The siting of and approval of permits for waste disposal facilities is governed by G.L.c. 111, §150A. As indicated, DEA initiated the multi-phase administrative process to obtain permission to build the landfill facility in 1987, beginning with site assignment proceedings before the Douglas board of health.5 Since 1992, DEA has been before the department seeking the necessary permit to construct the landfill facility. The history of the department’s dealings with DEA since September 1992 has been quite extraordinary in many respects, but one of its significant attributes is its length.

1. The September 1992 draft permit and the April 1993 final permit denial.

In September 1992, the department granted DEA a draft landfill construction permit for phase one of the [525]*525project. This draft proposed to allow DEA to accept 1500 tons per day of solid waste, of which 600 tons per day could be municipal solid waste (residential, commercial and institutional waste). The issuance of the draft permit was followed by two public hearings and the submission of many comments and much information to the department in connection with DEA’s construction permit application. The record reveals that there has been substantial and often intense local opposition to the proposed facility, as well as opposition from other quarters, including the department.

In April 1993, the department issued a final decision denying the permit. Its denial was based on two issues: (1) the hydrogeological aspects of the project, and in particular, the claimed failure of DEA to determine accurately the site characteristics and to demonstrate that the environmental monitoring system was adequate; and (2) the claimed failure of DEA to show that the project would not constitute a threat to certain identified endangered species and species of special concern under the Massachusetts Endangered Species Act (MESA), G.L.c. 131A.6 On both points, the department concluded that more studies would need to be completed and submitted by DEA, and without them, no permit could be issued.
=======
[Exercise 1]
Under the September 1992 draft permit in the landfill permit passage, how many tons of municipal solid waste could DEA accept per day?
[Exercise 2]
Carry the landfill permit passage forward, starting right after its last sentence.
=======
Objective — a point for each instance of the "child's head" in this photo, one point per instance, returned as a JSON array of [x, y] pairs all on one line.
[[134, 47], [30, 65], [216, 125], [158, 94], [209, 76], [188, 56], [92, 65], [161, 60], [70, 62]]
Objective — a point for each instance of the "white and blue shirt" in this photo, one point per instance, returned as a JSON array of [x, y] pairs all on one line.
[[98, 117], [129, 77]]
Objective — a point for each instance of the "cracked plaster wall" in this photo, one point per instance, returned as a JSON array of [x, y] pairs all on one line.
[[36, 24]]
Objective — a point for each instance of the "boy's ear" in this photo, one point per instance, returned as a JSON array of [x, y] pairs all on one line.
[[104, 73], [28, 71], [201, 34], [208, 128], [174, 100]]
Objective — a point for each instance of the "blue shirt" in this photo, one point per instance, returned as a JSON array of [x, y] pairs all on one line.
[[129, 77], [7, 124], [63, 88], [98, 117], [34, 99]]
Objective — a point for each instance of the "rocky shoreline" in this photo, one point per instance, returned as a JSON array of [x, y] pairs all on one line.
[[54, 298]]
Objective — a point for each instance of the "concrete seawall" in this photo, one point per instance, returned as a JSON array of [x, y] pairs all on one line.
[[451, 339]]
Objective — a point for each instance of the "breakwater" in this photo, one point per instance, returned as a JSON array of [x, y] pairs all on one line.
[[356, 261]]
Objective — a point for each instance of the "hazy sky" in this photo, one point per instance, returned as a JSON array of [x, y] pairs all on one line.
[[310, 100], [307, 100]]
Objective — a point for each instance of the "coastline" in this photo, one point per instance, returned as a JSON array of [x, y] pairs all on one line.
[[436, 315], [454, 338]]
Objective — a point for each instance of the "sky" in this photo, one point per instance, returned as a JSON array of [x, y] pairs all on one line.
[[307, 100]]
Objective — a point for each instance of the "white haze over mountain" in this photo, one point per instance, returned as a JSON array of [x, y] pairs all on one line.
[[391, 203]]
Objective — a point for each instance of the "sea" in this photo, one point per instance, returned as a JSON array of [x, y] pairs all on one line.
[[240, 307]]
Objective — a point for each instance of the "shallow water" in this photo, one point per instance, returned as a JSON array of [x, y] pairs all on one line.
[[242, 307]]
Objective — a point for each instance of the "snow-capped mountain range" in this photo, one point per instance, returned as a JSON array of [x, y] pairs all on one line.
=======
[Response 1]
600 tons per day.

[Response 2]
In a memorandum of decision dated December 9, 1993, I allowed DEA’s motion for partial summary judgment seeking reversal of the department’s 1993 permit denial under G.L.c. 30A, §14. The basis of the decision was that the department had violated DEA’s due process rights by basing its decision on reports and information that either were never made available to DEA for comment before the permit denial was issued, or were submitted too late for DEA to comment on. The case was remanded to the department for further proceedings, and specifically to allow DEA (and other interested parties) a full opportunity to respond to the hydrogeological reports and the letter from the Division of Fisheries and Wildlife (DFW)7 which had played a significant role in the department’s decision. (Administrative Record [A.R.], ex. S41.)

2. The January 13, 1995 partial decision.

Although the remand decision was issued in December 1993, the department did not reopen the public record for public comment until March 1994. The public comment period in fact ran from March 30, 1994 to June 1994, and was reopened by the department to run again from July to August 16, 1994. The department then reviewed all the public comments it received, including further hydrogeological reports submitted by DEA and reports on rare species surveys conducted on DEA’s behalf, for the next five months.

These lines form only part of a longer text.